_Task objective:_ Output exactly the lines from the one holding "Target: stadium interior" through the final line of the entries.

_Listed records:_
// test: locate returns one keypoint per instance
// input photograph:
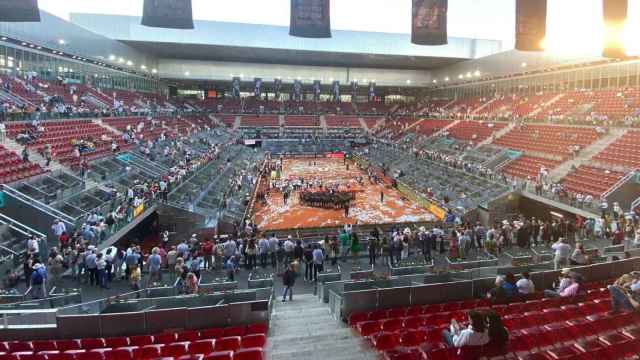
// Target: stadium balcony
(623, 152)
(429, 127)
(371, 121)
(342, 121)
(14, 169)
(498, 106)
(591, 180)
(527, 105)
(539, 328)
(302, 121)
(260, 121)
(548, 139)
(474, 131)
(528, 166)
(61, 134)
(230, 343)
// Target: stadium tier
(181, 186)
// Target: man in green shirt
(344, 244)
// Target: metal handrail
(20, 225)
(42, 206)
(619, 184)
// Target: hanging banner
(429, 22)
(335, 90)
(297, 90)
(257, 87)
(316, 90)
(235, 87)
(531, 24)
(615, 16)
(310, 18)
(19, 11)
(277, 87)
(171, 14)
(372, 91)
(354, 89)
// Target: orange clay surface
(366, 209)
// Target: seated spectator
(579, 257)
(498, 294)
(566, 289)
(625, 293)
(498, 334)
(474, 335)
(525, 285)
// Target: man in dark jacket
(288, 280)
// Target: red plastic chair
(187, 336)
(165, 338)
(125, 353)
(43, 345)
(234, 331)
(392, 324)
(202, 347)
(19, 346)
(147, 352)
(231, 343)
(140, 340)
(92, 343)
(357, 318)
(405, 354)
(368, 327)
(116, 342)
(385, 341)
(253, 341)
(257, 329)
(249, 354)
(174, 350)
(220, 355)
(213, 333)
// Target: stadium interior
(187, 186)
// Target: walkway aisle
(305, 329)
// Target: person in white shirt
(525, 285)
(474, 335)
(562, 252)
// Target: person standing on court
(288, 281)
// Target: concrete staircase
(281, 123)
(445, 129)
(34, 157)
(305, 329)
(363, 124)
(215, 120)
(106, 126)
(476, 110)
(497, 134)
(323, 125)
(586, 154)
(545, 105)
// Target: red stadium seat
(257, 329)
(220, 355)
(234, 331)
(116, 342)
(213, 333)
(201, 347)
(175, 349)
(249, 354)
(253, 341)
(231, 343)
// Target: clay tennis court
(366, 209)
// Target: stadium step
(305, 328)
(106, 126)
(586, 154)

_Task result:_
// Target: stadium interior
(187, 186)
// Target: walkway aisle
(305, 329)
// Target: person in white shirt
(525, 285)
(474, 335)
(562, 252)
// Target: person standing on court
(288, 281)
// Target: concrete staircase
(281, 123)
(445, 129)
(34, 157)
(305, 329)
(363, 124)
(215, 120)
(106, 126)
(476, 110)
(497, 134)
(323, 125)
(586, 154)
(545, 105)
// Target: red stadium seat
(257, 329)
(220, 355)
(234, 331)
(116, 342)
(213, 333)
(201, 347)
(175, 349)
(249, 354)
(253, 341)
(231, 343)
// Target: clay tennis court
(366, 209)
// Target: stadium step
(305, 328)
(106, 126)
(586, 154)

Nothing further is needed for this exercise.